Display every line of the entries below that contains the string "positive". Treat uppercase and lowercase letters as distinct.

Data section:
▼

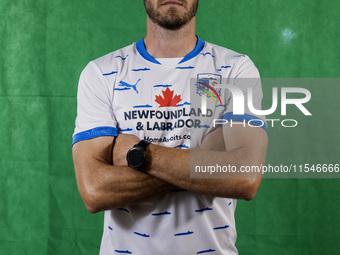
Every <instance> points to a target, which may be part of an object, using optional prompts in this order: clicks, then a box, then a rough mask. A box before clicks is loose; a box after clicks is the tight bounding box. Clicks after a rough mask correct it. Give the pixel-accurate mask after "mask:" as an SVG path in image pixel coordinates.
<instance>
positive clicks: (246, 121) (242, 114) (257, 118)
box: [223, 112, 268, 134]
mask: <svg viewBox="0 0 340 255" xmlns="http://www.w3.org/2000/svg"><path fill="white" fill-rule="evenodd" d="M223 119H224V120H227V121H231V120H232V121H239V122H246V123H247V124H248V125H249V126H258V127H261V128H263V129H264V130H266V132H267V134H268V129H267V123H266V122H265V121H264V120H262V119H260V118H258V117H255V116H253V115H249V114H242V115H234V113H233V112H227V113H226V114H224V115H223Z"/></svg>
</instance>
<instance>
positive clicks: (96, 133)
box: [72, 127, 118, 146]
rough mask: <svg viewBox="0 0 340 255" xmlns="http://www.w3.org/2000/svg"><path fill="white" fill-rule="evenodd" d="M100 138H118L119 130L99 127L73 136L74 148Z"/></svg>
mask: <svg viewBox="0 0 340 255" xmlns="http://www.w3.org/2000/svg"><path fill="white" fill-rule="evenodd" d="M100 136H118V129H117V128H115V127H97V128H93V129H90V130H86V131H84V132H81V133H78V134H75V135H74V136H73V141H72V146H73V145H74V144H75V143H77V142H80V141H83V140H89V139H92V138H96V137H100Z"/></svg>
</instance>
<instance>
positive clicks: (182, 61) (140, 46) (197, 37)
mask: <svg viewBox="0 0 340 255" xmlns="http://www.w3.org/2000/svg"><path fill="white" fill-rule="evenodd" d="M196 37H197V43H196V47H195V49H193V50H192V51H191V52H189V53H188V54H187V55H186V56H185V57H184V58H183V59H182V60H181V61H180V62H179V63H178V64H182V63H184V62H186V61H188V60H190V59H192V58H194V57H196V56H197V55H198V54H199V53H200V52H201V51H202V49H203V47H204V44H205V42H204V41H202V40H201V39H200V38H199V37H198V36H196ZM136 48H137V51H138V52H139V54H140V55H141V56H142V57H143V58H144V59H146V60H147V61H150V62H152V63H154V64H158V65H161V63H159V62H158V61H157V60H156V59H155V58H154V57H152V56H151V55H150V54H149V53H148V52H147V51H146V48H145V45H144V37H143V39H142V40H140V41H138V42H136Z"/></svg>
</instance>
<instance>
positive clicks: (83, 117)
mask: <svg viewBox="0 0 340 255" xmlns="http://www.w3.org/2000/svg"><path fill="white" fill-rule="evenodd" d="M111 98H112V94H111V93H110V89H109V87H108V85H107V83H106V81H105V79H104V77H103V74H102V72H101V70H100V68H99V67H98V65H97V64H96V63H95V62H94V61H91V62H90V63H89V64H88V65H87V66H86V67H85V68H84V70H83V71H82V73H81V75H80V79H79V84H78V93H77V118H76V123H75V125H76V126H75V130H74V134H73V142H72V145H73V144H75V143H76V142H79V141H82V140H88V139H92V138H96V137H99V136H117V135H118V129H117V121H116V118H115V116H114V113H113V110H112V102H111Z"/></svg>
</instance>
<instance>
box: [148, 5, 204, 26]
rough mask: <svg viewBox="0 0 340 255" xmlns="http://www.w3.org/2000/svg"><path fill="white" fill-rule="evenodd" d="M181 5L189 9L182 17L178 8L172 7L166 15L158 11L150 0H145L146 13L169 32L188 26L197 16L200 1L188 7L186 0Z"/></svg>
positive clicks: (168, 9)
mask: <svg viewBox="0 0 340 255" xmlns="http://www.w3.org/2000/svg"><path fill="white" fill-rule="evenodd" d="M181 3H182V4H183V6H184V7H186V8H187V11H186V12H185V13H184V15H180V14H179V13H178V10H177V8H176V7H170V8H169V9H168V10H167V12H166V13H165V14H162V13H161V12H160V11H158V10H156V9H155V8H154V7H153V6H152V4H151V3H150V2H149V1H148V0H144V5H145V9H146V13H147V14H148V16H149V18H150V19H151V20H152V21H153V22H154V23H156V24H157V25H159V26H160V27H162V28H164V29H167V30H173V31H175V30H179V29H180V28H182V27H183V26H185V25H186V24H188V23H189V22H190V21H191V20H192V19H193V18H194V17H195V15H196V12H197V9H198V0H196V1H194V2H193V4H192V5H191V6H188V3H187V1H186V0H182V1H181Z"/></svg>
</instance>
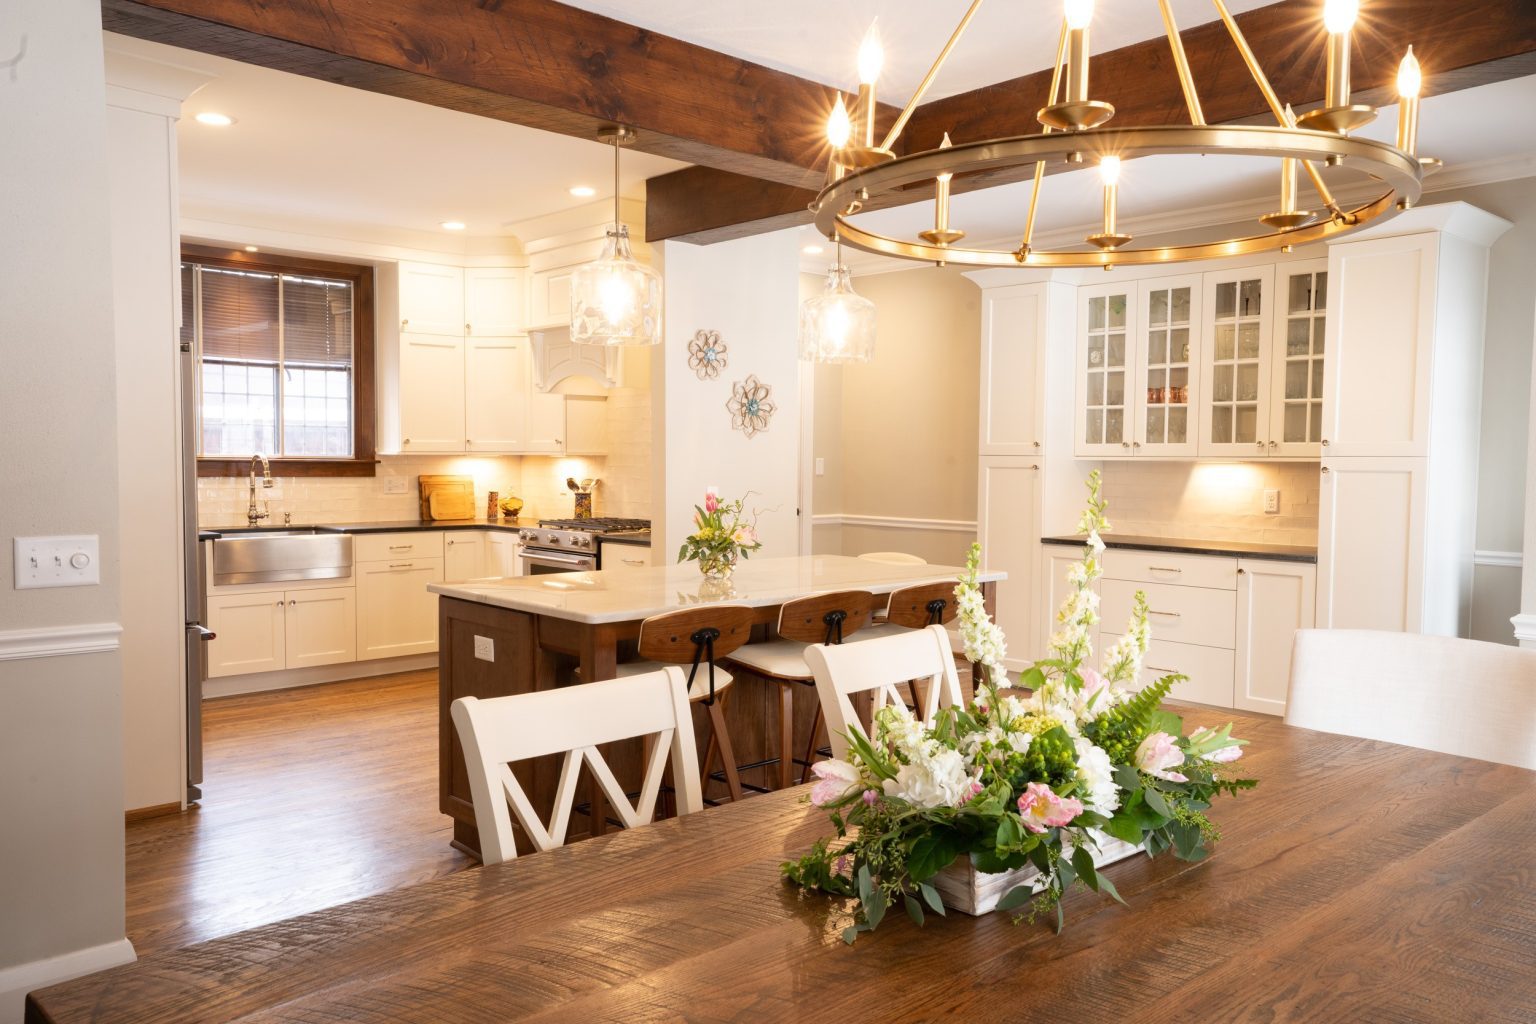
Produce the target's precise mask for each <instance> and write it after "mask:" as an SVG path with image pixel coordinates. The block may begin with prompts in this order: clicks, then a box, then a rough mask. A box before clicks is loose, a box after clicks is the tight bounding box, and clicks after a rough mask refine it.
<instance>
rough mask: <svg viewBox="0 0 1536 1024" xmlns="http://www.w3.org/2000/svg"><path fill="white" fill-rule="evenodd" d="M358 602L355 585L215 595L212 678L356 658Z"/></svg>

▲

Result for this task:
positive clicks: (246, 121) (242, 114) (257, 118)
positive clicks: (96, 133)
positive clicks: (182, 61) (140, 46) (197, 37)
positive clicks: (83, 117)
positive clicks: (168, 9)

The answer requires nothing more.